§ **Exercise prompt**:
Restate every entry word for word.
## Start
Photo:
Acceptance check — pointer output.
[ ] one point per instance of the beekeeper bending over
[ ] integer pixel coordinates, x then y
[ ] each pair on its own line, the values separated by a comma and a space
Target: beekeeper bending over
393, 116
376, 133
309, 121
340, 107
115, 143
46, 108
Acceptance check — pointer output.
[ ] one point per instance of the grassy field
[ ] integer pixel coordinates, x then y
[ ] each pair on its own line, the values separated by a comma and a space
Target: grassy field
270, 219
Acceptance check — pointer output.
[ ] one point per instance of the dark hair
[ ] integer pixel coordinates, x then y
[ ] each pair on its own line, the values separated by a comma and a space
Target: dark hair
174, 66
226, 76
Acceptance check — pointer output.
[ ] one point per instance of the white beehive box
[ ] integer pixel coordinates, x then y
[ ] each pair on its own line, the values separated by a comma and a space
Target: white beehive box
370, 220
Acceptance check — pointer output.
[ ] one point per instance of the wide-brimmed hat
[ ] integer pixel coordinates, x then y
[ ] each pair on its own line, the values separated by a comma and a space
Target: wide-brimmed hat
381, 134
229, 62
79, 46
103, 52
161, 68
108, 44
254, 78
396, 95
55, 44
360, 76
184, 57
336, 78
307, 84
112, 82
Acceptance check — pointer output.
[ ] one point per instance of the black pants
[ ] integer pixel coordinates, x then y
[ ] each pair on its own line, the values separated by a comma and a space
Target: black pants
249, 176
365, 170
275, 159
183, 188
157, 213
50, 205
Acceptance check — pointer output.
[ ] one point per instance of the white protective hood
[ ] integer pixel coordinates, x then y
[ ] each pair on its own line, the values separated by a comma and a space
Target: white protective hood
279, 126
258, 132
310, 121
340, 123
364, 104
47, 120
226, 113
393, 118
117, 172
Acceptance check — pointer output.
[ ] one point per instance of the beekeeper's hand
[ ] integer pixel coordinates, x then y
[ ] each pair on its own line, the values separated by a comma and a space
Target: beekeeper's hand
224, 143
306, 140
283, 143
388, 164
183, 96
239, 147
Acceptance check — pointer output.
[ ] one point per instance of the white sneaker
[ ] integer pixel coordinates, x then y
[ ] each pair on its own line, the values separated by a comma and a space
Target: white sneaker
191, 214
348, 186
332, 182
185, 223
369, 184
## End
§ **Solution**:
Photo:
Acceptance check — pointer output.
[ ] one point per instance of the beekeeper bending over
[ ] integer pixel coordinates, x then y
[ ] each pair on its own line, the values separated by a comma and a space
Target: beekeeper bending over
393, 116
376, 133
309, 121
340, 107
115, 143
46, 108
Acceptance check — pointer output.
[ ] one point per instance of the grassy field
[ ] integer pixel coordinates, x then y
[ ] each pair on its own line, the values separated by a comma and a space
Target: grassy field
270, 219
Acceptance check — pointer output.
[ ] one point per instance of the dark hair
[ ] integer pixel coordinates, x then y
[ ] each pair on its own line, the values separated by a comma and a space
Target: dark hair
174, 66
226, 76
Acceptance check — pointer output.
[ ] one point per instance of the white beehive box
[ ] integer pixel coordinates, x then y
[ ] each pair on its own line, the values separated by a comma and a space
Target: white beehive box
370, 220
Acceptance check — pointer output.
[ ] one point per instance of the wide-brimmed hat
[ ] integer pixel coordinates, x then y
[ ] each pair on its own line, the values separated by a comma and a space
Target: wide-brimmed hat
381, 134
229, 62
79, 46
103, 52
161, 68
108, 44
254, 78
396, 95
55, 44
360, 76
184, 57
336, 78
307, 84
112, 82
Acceptance check — pointer output.
[ ] one point per instance of the black pants
[ ] integer pixel coordinates, x then y
[ ] each pair on its own line, the values separated by a comma and a space
Target: black pants
249, 176
365, 170
275, 159
183, 188
157, 213
50, 205
Acceptance check — pointer output.
[ ] one point per instance of the white protective hood
[ ] integer pixel coordinates, x then y
[ ] each pair on its own line, the values separated by a comma and a space
Target: white protective hood
279, 126
258, 132
310, 121
340, 123
364, 104
47, 120
226, 113
393, 118
117, 172
Acceptance check — pointer output.
[ ] one point per instance of the beekeeper's hand
[ ] integer pixel coordinates, x then y
[ ] each pair on its own line, the values separated by a comma and a space
Target: beekeeper's hand
224, 143
306, 140
283, 143
388, 164
183, 96
239, 147
Acceptance check — pointer output.
[ ] one point per instance of the white sneaker
[ ] integer pixel coordinates, x then y
[ ] each pair on its own line, the values separated by a comma and a space
Target: white sneaker
191, 214
348, 186
332, 182
185, 223
369, 184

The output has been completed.